[Work instructions] Rewrite the lines of all the entries below as a JSON list of strings, one string per line, leaving out any blank lines.

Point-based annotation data
--*--
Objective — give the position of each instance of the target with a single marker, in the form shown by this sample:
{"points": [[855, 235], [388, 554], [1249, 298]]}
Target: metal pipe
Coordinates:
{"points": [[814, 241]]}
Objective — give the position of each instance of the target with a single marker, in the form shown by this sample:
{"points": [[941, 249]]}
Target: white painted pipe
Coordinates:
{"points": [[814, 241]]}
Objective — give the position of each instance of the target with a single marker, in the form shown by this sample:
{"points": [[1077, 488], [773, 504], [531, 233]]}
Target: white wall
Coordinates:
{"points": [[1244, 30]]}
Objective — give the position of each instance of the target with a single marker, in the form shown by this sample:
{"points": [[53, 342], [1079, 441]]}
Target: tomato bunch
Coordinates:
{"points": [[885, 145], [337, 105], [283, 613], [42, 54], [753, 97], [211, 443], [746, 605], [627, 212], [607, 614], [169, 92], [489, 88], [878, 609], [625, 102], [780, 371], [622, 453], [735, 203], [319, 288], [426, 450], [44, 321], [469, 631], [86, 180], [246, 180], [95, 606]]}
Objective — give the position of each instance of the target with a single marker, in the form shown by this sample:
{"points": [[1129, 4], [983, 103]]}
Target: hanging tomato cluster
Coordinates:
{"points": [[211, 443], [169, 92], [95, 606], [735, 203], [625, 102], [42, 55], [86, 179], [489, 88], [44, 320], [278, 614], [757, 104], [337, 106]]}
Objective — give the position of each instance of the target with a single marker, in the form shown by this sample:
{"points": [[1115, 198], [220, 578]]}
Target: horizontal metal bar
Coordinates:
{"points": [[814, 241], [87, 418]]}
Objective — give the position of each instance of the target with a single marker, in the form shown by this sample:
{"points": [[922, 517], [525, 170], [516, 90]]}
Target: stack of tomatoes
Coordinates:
--*--
[Result of the exercise]
[
  "Objective — give the position of each instance of the target with a single marker, in the form shown by this sample:",
  "{\"points\": [[855, 235], [388, 554], [1249, 298]]}",
  "Target: metal pipe",
  "Coordinates:",
  "{\"points\": [[814, 241]]}",
  "Objective — give the position of each instance of the target with a single marker, in the form shown by this sample:",
  "{\"points\": [[941, 249]]}",
  "Target: white painted pipe",
  "Coordinates:",
  "{\"points\": [[814, 241]]}",
  "Objective — give the position of each instance of the target with a single marker, in the form shown by this sample:",
  "{\"points\": [[1077, 488], [773, 504], [531, 233]]}",
  "Target: white wall",
  "Coordinates:",
  "{\"points\": [[1244, 30]]}",
  "Objective — give the position of each instance of the target with a single marker, in the form shown by this sample:",
  "{\"points\": [[53, 342], [1079, 441]]}",
  "Target: tomato bunch",
  "Coordinates:",
  "{\"points\": [[885, 145], [337, 105], [283, 613], [42, 54], [753, 97], [211, 443], [746, 605], [627, 212], [607, 614], [169, 92], [489, 88], [878, 609], [625, 102], [780, 371], [622, 453], [735, 203], [319, 288], [426, 450], [44, 321], [469, 631], [86, 180], [246, 180], [95, 606]]}",
  "Objective — give the position of each instance of the target with a single marker, in the form shown by this sample:",
  "{\"points\": [[1129, 4], [983, 103]]}",
  "Target: hanging tomato cluster",
  "Coordinates:",
  "{\"points\": [[211, 443], [169, 92], [95, 606], [735, 203], [625, 102], [42, 55], [86, 179], [489, 88], [44, 320], [278, 614], [757, 104], [337, 106]]}",
  "Objective — give the position of each instance of the target with a single marker, in the form shown by this sample:",
  "{\"points\": [[1115, 198], [220, 578]]}",
  "Target: horizontal metal bar",
  "Coordinates:",
  "{\"points\": [[814, 241], [87, 418]]}",
  "Objective — give the position of each instance of the target with a single marker, in the form shown by this sample:",
  "{\"points\": [[922, 517], [525, 170], [516, 90]]}",
  "Target: stack of tomatoes",
  "Coordinates:"
]